Leave the pictures out and write out the rest of the listing word for word.

MATERIAL TO PROCESS -
════

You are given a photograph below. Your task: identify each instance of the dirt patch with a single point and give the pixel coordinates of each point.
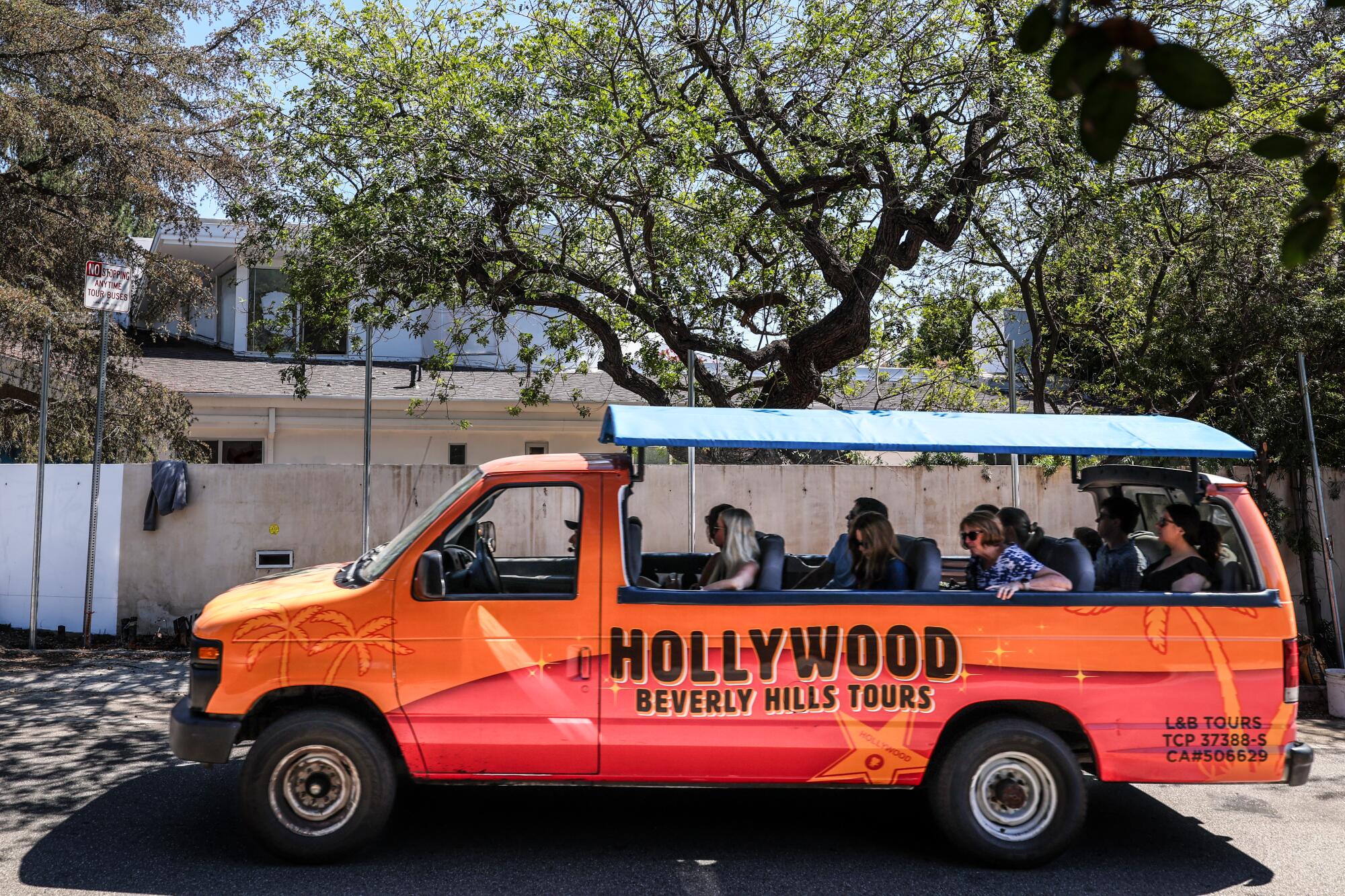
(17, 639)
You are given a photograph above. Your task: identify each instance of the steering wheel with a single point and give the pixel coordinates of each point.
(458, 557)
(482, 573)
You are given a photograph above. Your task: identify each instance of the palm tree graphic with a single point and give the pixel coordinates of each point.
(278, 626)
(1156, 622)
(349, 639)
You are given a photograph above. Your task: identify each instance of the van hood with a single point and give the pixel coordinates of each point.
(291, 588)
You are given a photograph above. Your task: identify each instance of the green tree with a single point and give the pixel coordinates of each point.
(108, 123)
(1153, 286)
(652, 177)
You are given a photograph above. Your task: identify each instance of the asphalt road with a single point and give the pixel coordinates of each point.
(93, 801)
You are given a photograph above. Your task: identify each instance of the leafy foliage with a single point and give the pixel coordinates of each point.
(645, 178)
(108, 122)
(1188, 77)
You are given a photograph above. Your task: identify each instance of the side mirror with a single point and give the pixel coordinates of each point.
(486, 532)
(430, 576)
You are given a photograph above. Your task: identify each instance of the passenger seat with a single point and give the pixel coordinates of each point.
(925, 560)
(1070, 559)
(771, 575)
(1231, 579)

════

EXERCISE RESULT -
You are given a photograph below. Your task: identify each instance of the dirt patch with a single point and give the pixel coordinates of each point.
(17, 639)
You are given a photograph above. Your task: identify each instance of the steering wheel with a single point and give the pixel coordinates of each point.
(458, 557)
(482, 573)
You are given a photograph above. Your task: identify each instance of the palm tree graphic with a single point and give the pixel coordinates of each point.
(278, 626)
(1156, 622)
(349, 639)
You are given a photograph above. Your task: identify each instance of the van hood with a single point and give the pixel coordinates of each point.
(291, 588)
You are given a photograph above. Your task: identify each instance of the green tree with a single point and give the pixel coordinates of each point.
(108, 123)
(1153, 286)
(652, 177)
You are given a photograph above. Your task: identify each instance of the asphalt road with a single point and give the pixel coordinates of each point.
(93, 801)
You are given a photograph above. Your task: identify each instance of the leafy foliage with a single point and give the pixel coordinates of each point.
(645, 178)
(108, 122)
(1188, 77)
You are given a photograph above. Your task: identify each instance of the side mirror with a single point and give the pixel coordinates of each point.
(486, 532)
(430, 576)
You are given a photograph above. Your task: identify each instance of the passenger seat with a single point and give the pixel coordinates of each point.
(925, 560)
(1070, 559)
(771, 575)
(1231, 579)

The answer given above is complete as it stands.